TRY IT: Exact copies are required of the lines from the line containing "32L113 19L109 7L76" through the final line of the listing, both included, and of no other lines.

GIVEN RECORDS:

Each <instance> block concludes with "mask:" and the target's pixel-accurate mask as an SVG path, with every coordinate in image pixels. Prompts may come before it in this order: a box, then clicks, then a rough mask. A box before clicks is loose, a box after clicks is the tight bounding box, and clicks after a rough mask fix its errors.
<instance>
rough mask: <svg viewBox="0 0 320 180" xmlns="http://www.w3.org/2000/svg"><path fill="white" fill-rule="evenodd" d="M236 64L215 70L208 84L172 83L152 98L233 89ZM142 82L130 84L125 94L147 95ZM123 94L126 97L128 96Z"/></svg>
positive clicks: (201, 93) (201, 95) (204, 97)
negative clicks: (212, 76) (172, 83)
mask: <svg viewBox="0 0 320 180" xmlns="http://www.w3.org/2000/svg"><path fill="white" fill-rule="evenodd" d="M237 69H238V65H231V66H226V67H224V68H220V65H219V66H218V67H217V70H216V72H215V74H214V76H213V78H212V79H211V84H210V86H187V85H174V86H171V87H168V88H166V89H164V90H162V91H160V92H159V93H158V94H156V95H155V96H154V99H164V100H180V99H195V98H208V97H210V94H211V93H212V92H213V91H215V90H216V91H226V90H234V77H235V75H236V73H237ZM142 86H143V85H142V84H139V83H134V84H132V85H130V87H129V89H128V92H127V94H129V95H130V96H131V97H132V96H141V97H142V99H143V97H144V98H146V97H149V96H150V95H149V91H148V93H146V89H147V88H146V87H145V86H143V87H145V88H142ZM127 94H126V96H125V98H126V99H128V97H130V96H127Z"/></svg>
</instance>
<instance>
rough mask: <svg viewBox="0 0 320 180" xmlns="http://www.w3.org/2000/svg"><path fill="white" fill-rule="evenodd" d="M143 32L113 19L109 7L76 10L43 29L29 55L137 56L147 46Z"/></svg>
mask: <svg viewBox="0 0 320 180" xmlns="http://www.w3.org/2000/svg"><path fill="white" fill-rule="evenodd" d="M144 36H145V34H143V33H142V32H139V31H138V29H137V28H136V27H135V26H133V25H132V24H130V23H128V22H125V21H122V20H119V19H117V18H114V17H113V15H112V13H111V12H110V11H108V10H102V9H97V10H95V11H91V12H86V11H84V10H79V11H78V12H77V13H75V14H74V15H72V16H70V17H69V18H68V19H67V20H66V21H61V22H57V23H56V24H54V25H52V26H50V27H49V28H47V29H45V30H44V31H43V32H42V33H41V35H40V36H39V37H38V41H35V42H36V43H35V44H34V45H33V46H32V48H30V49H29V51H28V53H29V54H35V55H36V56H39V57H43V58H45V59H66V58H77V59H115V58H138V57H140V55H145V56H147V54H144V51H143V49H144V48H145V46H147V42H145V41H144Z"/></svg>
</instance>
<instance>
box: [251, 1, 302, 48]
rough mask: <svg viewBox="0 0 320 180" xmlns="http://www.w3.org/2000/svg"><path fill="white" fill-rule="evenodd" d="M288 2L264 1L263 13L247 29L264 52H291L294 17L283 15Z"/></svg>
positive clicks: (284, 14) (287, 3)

YOUR RESPONSE:
rough mask: <svg viewBox="0 0 320 180" xmlns="http://www.w3.org/2000/svg"><path fill="white" fill-rule="evenodd" d="M143 32L113 19L109 7L76 10L43 29L29 55L137 56L147 46Z"/></svg>
mask: <svg viewBox="0 0 320 180" xmlns="http://www.w3.org/2000/svg"><path fill="white" fill-rule="evenodd" d="M144 36H145V34H143V33H142V32H139V31H138V29H137V28H136V27H135V26H133V25H132V24H130V23H128V22H125V21H122V20H119V19H117V18H114V17H113V15H112V13H111V12H110V11H108V10H102V9H97V10H95V11H91V12H86V11H84V10H79V11H78V12H77V13H75V14H74V15H72V16H70V17H69V18H68V19H67V20H66V21H61V22H57V23H56V24H54V25H52V26H50V27H49V28H47V29H45V30H44V31H43V32H42V33H41V35H40V36H39V37H38V41H35V42H36V43H35V44H34V45H33V46H32V48H30V49H29V51H28V53H29V54H35V55H36V56H39V57H43V58H45V59H66V58H77V59H115V58H138V57H140V55H145V56H147V54H144V51H143V49H144V48H145V46H147V42H145V41H144Z"/></svg>
</instance>
<instance>
box: [251, 1, 302, 48]
rough mask: <svg viewBox="0 0 320 180" xmlns="http://www.w3.org/2000/svg"><path fill="white" fill-rule="evenodd" d="M288 2L264 1L263 13L247 29L264 52H291L294 17L283 15Z"/></svg>
positive clicks: (284, 14) (287, 3)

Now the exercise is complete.